## 抽出テキスト
# # # # # # #

有害事象(adverse event)は治験では「医薬品が投与された際に起こる、あらゆる好ましくない、あるいは意図しない徴侯(臨床検査値の異常を含む)、症状、または病気のことであり、当該医薬品との因果関係の有無は問わない。」と定義されています。[1]

一方、薬の副作用(adverse drug reaction)は「病気の予防、診断もしくは治療、または生理機能を変える目的で投与された(投与量にかかわらない)医薬品に対する反応のうち、有害で意図しないもの。医薬品に対する反応とは、有害事象のうち当該医薬品との因果関係が否定できないものを言う。」と定義されています。[1]

医療において異なる定義が存在するのは好ましくないどころか危険ですから、鍼灸領域においても医薬品の治験における定義[1,2,3]に準じて有害事象と副作用の定義がなされています。したがって、有害事象には鍼灸と因果関係がないものも含まれています。過誤についても同様に扱われており、たとえば鍼灸の有害事象のデータベースにある感染や気胸の症例には、実は鍼灸と因果関係がないものも含まれています。因果関係を証明するのは折鍼や埋没鍼のような物的証拠がない限り非常に難しい場合が少なくないので、症例ごとに、施術との時間的前後関係、施術後から発症まで経過時間、施術前の当該事象の有無、有害事象を誘発しそうな施術内容であったか、施術者の事故防止の知識はあったかなど、個別に様々な角度から因果関係の可能性の大小を検討する必要があります。

全日本鍼灸学会の安全性委員会が行ってきた有害事象の症例報告文献レビューも、上記のような定義に基づいて行われています。

文献・資料

1. 薬審第227号 各都道府県衛生主管部(局)長あて 厚生省薬務局審査課長通知. 治験中に得られる安全性情報の取り扱いについて. 平成7年3月20日.
2. 
International Conference on Harmonisation of Technical Requirements for Registration of Pharmaceuticals for Human Use. Clinical safety data management: definitions and standards for expedited reporting. ICH Harmonised tripartite guideline. ICH-E2A. 1994.

# # # # # # #

## 次の課題
A. 抽出テキストに基づき、次の問いに答えよ。
(i) 治験における有害事象の定義では、医薬品との因果関係はどう扱われるか。
(ii) 鍼灸領域の有害事象と副作用の定義は、何に準じてなされているか。
(iii) 有害事象の症例報告文献レビューを行ってきたのは、全日本鍼灸学会のどの委員会か。
B. 抽出テキストの内容を2文で要約せよ。

# # # # # # #

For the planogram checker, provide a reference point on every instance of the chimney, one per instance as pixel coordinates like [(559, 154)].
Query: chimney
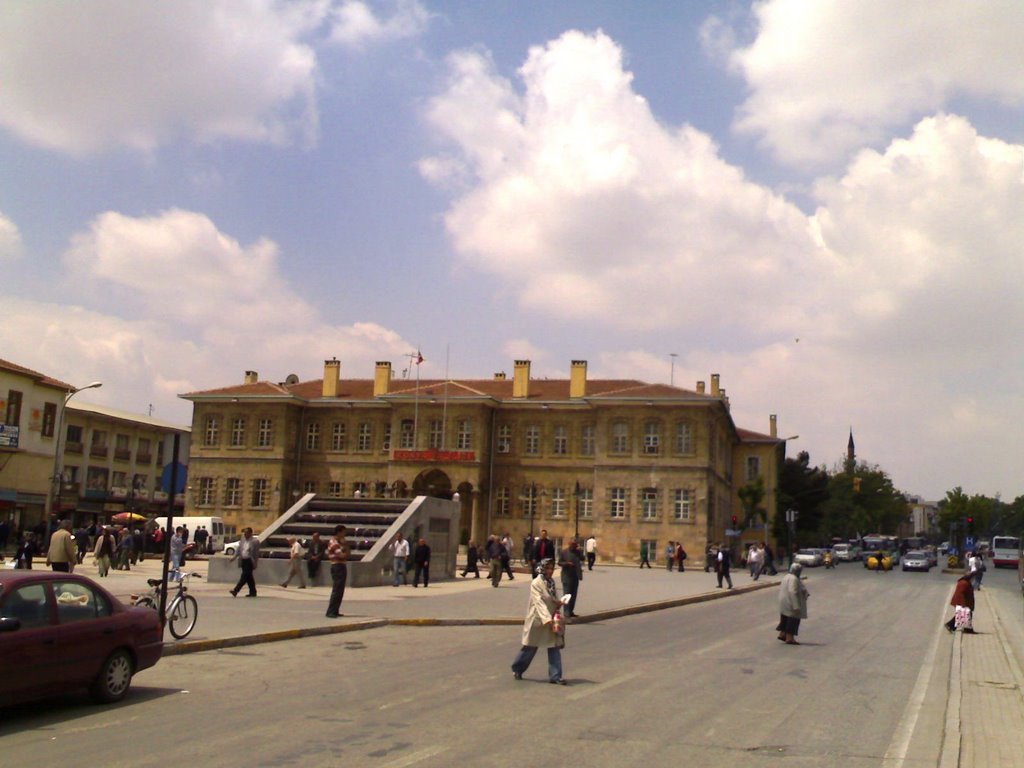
[(578, 379), (520, 379), (332, 375), (382, 379)]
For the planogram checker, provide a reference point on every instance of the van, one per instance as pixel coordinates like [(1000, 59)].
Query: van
[(219, 530)]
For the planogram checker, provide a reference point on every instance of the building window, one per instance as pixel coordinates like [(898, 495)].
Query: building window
[(122, 446), (264, 433), (12, 414), (365, 437), (464, 435), (49, 418), (648, 504), (338, 436), (558, 502), (651, 437), (407, 436), (531, 445), (620, 437), (753, 468), (529, 505), (312, 436), (616, 504), (502, 503), (435, 436), (586, 502), (232, 493), (206, 492), (504, 438), (260, 493), (588, 439), (560, 440), (684, 437), (238, 432), (682, 504), (98, 446), (211, 431)]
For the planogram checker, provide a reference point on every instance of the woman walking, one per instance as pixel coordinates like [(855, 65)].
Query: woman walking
[(792, 604), (540, 630)]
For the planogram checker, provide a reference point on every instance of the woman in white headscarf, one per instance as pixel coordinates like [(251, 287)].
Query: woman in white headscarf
[(792, 604), (540, 630)]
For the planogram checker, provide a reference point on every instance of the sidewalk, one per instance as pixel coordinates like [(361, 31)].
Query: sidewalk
[(985, 713), (287, 613)]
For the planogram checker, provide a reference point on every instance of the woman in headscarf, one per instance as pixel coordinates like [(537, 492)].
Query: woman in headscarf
[(539, 631), (792, 604)]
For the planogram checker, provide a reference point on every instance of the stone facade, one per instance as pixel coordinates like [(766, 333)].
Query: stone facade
[(624, 460)]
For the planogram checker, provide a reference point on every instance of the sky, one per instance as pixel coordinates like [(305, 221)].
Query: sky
[(822, 202)]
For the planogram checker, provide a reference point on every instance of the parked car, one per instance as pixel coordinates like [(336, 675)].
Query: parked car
[(809, 558), (61, 632), (916, 560)]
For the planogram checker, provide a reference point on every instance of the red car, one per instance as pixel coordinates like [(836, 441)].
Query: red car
[(61, 632)]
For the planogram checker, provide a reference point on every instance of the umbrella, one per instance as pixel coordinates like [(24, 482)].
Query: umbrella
[(127, 517)]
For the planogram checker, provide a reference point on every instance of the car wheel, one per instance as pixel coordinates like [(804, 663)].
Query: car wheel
[(115, 677)]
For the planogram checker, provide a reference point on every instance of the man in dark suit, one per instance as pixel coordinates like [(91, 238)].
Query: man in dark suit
[(422, 559)]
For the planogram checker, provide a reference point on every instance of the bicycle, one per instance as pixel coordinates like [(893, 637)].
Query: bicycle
[(182, 609)]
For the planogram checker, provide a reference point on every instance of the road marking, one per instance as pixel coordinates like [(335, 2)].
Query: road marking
[(602, 686), (416, 757), (900, 742)]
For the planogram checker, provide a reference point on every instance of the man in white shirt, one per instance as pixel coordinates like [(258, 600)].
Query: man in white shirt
[(400, 551)]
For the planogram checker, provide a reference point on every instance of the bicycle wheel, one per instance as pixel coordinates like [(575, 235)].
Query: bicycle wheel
[(181, 615)]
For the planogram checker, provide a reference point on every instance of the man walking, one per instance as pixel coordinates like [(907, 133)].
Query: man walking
[(62, 553), (337, 555), (571, 567), (399, 550), (248, 556), (722, 565), (422, 560)]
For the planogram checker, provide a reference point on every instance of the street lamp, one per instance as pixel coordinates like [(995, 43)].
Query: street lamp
[(53, 494)]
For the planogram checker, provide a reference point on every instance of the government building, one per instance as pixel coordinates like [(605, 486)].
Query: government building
[(626, 461)]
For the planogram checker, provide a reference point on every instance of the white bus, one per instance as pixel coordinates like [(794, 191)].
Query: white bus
[(1006, 551), (220, 532)]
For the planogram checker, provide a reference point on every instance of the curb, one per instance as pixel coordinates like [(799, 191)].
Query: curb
[(197, 646)]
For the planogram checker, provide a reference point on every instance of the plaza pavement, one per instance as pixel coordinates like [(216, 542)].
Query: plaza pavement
[(984, 723)]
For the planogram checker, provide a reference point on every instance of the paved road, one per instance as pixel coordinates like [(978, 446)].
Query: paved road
[(697, 685)]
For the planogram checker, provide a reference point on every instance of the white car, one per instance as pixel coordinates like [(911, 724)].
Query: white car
[(809, 558)]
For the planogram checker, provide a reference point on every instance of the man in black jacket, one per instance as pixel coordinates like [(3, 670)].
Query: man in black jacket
[(422, 559)]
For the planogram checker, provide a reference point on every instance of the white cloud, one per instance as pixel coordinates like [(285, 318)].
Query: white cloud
[(355, 24), (827, 78), (597, 211), (168, 304), (10, 240), (87, 77)]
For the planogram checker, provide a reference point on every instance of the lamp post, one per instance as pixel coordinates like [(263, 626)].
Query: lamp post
[(53, 495)]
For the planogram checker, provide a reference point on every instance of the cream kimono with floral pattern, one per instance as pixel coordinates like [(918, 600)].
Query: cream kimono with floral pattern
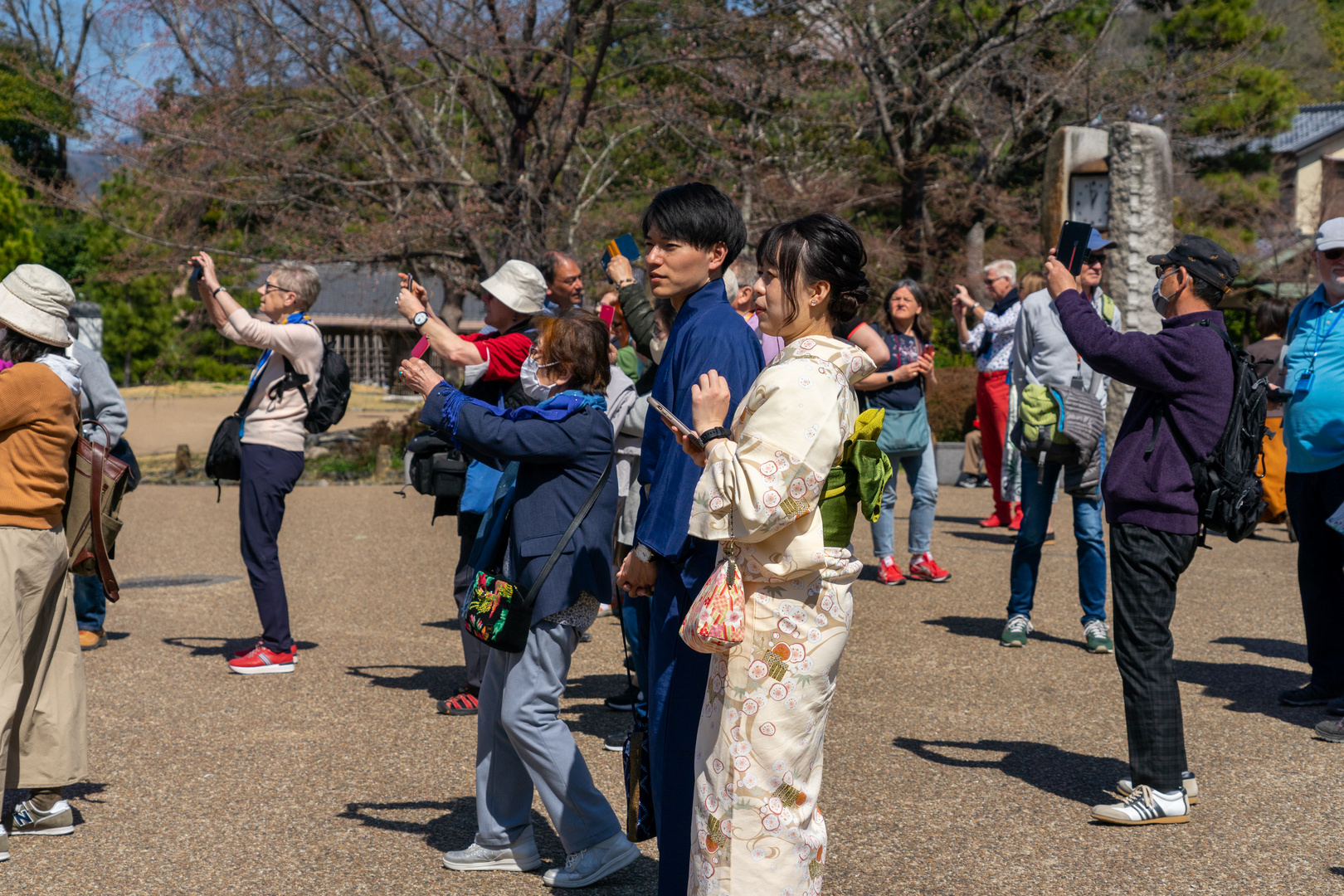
[(756, 826)]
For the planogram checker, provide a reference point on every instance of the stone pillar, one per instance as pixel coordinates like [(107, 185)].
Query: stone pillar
[(1140, 222)]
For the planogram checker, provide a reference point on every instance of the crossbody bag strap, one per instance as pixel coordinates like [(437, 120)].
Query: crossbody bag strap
[(569, 533)]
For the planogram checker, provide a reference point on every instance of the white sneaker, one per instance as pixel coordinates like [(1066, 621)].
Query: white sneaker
[(1146, 806), (1187, 779), (520, 856), (593, 864)]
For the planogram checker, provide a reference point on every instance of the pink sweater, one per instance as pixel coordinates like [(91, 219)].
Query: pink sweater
[(268, 422)]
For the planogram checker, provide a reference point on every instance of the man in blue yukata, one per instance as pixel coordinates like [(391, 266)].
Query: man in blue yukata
[(693, 232)]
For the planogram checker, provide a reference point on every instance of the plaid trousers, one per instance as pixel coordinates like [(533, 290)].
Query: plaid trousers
[(1144, 568)]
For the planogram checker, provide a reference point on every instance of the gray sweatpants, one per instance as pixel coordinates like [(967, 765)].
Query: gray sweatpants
[(520, 743)]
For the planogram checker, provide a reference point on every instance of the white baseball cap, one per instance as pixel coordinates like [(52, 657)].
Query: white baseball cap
[(1331, 234), (35, 301), (518, 285)]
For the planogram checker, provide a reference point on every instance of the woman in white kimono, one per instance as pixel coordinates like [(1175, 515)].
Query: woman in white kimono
[(756, 828)]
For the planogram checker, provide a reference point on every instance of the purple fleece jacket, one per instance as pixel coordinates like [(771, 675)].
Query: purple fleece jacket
[(1188, 368)]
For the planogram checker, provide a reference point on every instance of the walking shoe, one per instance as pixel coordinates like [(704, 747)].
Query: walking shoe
[(926, 570), (1331, 730), (293, 650), (30, 820), (624, 702), (889, 572), (520, 856), (1097, 635), (261, 660), (1309, 694), (463, 703), (1015, 633), (593, 864), (1187, 781), (1146, 806)]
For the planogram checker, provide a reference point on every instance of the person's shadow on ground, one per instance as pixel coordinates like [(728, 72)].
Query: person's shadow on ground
[(992, 629), (1071, 776), (455, 829)]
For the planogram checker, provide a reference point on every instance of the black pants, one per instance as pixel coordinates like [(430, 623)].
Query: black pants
[(268, 476), (475, 650), (1144, 568), (1320, 570)]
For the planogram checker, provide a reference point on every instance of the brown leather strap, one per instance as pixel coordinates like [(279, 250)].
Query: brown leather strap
[(97, 453)]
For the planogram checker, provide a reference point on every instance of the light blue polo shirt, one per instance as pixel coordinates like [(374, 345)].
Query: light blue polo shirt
[(1313, 421)]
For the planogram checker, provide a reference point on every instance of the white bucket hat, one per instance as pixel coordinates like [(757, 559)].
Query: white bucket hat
[(518, 285), (35, 301)]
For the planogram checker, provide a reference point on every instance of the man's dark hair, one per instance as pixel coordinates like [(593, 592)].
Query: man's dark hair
[(21, 348), (1272, 317), (1205, 292), (550, 261), (700, 217)]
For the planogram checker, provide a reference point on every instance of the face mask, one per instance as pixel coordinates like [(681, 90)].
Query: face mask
[(531, 386), (1160, 301)]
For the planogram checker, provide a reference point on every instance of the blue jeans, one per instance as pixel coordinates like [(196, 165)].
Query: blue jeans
[(923, 477), (1025, 555), (635, 621), (90, 603)]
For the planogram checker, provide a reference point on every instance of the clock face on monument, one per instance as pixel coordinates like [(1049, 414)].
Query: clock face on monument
[(1088, 197)]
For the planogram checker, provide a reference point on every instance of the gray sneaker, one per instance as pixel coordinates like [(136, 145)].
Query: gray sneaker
[(520, 856), (30, 820), (1016, 631), (593, 864), (1187, 779), (1098, 638)]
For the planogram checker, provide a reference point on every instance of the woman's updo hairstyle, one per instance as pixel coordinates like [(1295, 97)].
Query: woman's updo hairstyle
[(812, 249)]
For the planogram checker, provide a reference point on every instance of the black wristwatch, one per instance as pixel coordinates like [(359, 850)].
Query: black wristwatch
[(717, 433)]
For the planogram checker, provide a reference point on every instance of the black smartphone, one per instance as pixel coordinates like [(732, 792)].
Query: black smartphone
[(1071, 249)]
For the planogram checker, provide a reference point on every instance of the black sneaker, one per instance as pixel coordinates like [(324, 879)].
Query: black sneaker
[(1311, 694), (624, 702)]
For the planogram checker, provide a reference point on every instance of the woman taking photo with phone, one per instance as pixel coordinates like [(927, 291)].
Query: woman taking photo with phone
[(898, 388), (561, 451), (756, 826)]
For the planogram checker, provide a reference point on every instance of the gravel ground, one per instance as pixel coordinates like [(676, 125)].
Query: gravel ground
[(953, 766)]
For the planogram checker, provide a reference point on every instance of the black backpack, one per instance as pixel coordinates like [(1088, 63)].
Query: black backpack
[(329, 405), (1227, 486)]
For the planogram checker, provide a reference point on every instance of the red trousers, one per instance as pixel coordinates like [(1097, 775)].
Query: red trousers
[(992, 407)]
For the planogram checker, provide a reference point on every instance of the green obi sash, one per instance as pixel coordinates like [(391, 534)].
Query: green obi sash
[(856, 481)]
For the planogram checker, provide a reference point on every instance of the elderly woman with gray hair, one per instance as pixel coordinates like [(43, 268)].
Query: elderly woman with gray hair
[(43, 730), (898, 388)]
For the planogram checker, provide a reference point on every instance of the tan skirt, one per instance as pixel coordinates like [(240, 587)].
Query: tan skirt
[(756, 826), (43, 726)]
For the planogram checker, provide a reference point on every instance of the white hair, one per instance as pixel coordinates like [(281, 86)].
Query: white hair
[(1003, 268)]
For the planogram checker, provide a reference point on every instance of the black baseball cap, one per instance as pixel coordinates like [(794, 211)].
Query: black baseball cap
[(1203, 258)]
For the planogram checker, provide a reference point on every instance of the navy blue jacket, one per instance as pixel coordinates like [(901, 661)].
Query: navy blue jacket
[(561, 462), (706, 334)]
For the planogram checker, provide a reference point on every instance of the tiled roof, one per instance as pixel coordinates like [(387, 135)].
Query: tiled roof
[(1311, 124)]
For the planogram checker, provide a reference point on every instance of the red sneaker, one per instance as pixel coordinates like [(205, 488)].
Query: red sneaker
[(926, 570), (261, 660), (293, 650), (889, 572)]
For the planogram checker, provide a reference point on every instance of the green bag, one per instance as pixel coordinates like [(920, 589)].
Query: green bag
[(494, 611), (905, 431)]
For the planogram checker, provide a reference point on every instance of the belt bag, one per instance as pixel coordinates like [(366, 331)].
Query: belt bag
[(905, 431), (494, 610)]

# # # # # # #

## 各課題の解答
A.
(i) 因果関係の有無は問わない。
(ii) 医薬品の治験における定義。
(iii) 安全性委員会。

B. 治験では、有害事象は医薬品の投与時に起こるあらゆる好ましくない徴候・症状・病気で因果関係の有無を問わないものと定義され、副作用は有害事象のうち医薬品との因果関係が否定できない、有害で意図しない反応と定義されている。鍼灸領域でもこの定義に準じているため、有害事象には鍼灸と因果関係がないものも含まれ、因果関係は症例ごとに様々な角度から検討する必要がある。